▶ [What you should do]: According to the estate-planning text, how often should an estate inventory be reviewed?

Prepare an inventory of your estate. This will save time, ensure valuable assets are not lost and simplify distribution of your estate. Provide enough information for your executor to easily identify and locate each item. Review your estate inventory annually and update it when significant changes occur.
Protect your completed Estate Inventory as the information it contains is sensitive. Print a copy to store with your Will. Use a removable storage device, like a USB flash drive, to retain an electronic copy.
Estate Inventory Workbook – fillable PDFDownload
Your Will lets you decide what happens to your estate when you die. It allows you to distribute your property, name an executor, appoint a guardian for your children, forgive debts and more. With a Will, your estate can be wound up with the least amount of pain for your loved ones. If you pass away without a Will, Alberta’s Wills and Succession Act determines who gets your property when you die. This can be frustrating and costly for everyone involved.

▶ [Raw data]:
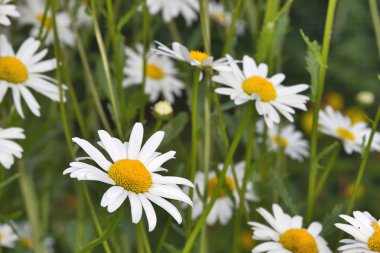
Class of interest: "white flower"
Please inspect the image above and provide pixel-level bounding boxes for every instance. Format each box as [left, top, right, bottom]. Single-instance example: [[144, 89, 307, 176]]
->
[[318, 106, 380, 154], [155, 41, 227, 70], [192, 161, 259, 225], [63, 123, 193, 231], [19, 0, 75, 47], [0, 127, 25, 169], [0, 34, 66, 118], [248, 204, 332, 253], [0, 224, 17, 248], [123, 44, 185, 104], [213, 55, 309, 128], [335, 211, 380, 253], [257, 120, 309, 162], [146, 0, 199, 26], [0, 0, 20, 25]]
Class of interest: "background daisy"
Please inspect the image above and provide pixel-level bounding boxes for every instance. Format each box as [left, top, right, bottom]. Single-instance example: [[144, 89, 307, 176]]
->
[[123, 44, 184, 104], [63, 123, 193, 231], [0, 35, 66, 118]]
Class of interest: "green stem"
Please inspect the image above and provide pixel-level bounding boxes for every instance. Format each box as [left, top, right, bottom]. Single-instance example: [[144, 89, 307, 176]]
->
[[306, 0, 337, 223], [91, 0, 123, 137], [346, 106, 380, 215], [182, 104, 253, 253]]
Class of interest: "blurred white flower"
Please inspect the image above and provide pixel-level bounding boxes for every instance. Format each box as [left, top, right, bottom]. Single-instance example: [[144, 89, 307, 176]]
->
[[63, 123, 193, 231], [0, 34, 66, 118]]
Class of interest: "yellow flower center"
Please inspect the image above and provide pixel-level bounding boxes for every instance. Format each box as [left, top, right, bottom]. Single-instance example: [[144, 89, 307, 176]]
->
[[108, 159, 152, 193], [0, 56, 28, 84], [37, 14, 51, 29], [190, 50, 209, 64], [146, 64, 165, 80], [243, 76, 277, 102], [272, 135, 288, 148], [367, 221, 380, 252], [208, 176, 236, 197], [280, 229, 318, 253], [19, 237, 33, 249], [336, 128, 355, 141]]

▶ [Your response]: Annually, with updates whenever significant changes occur.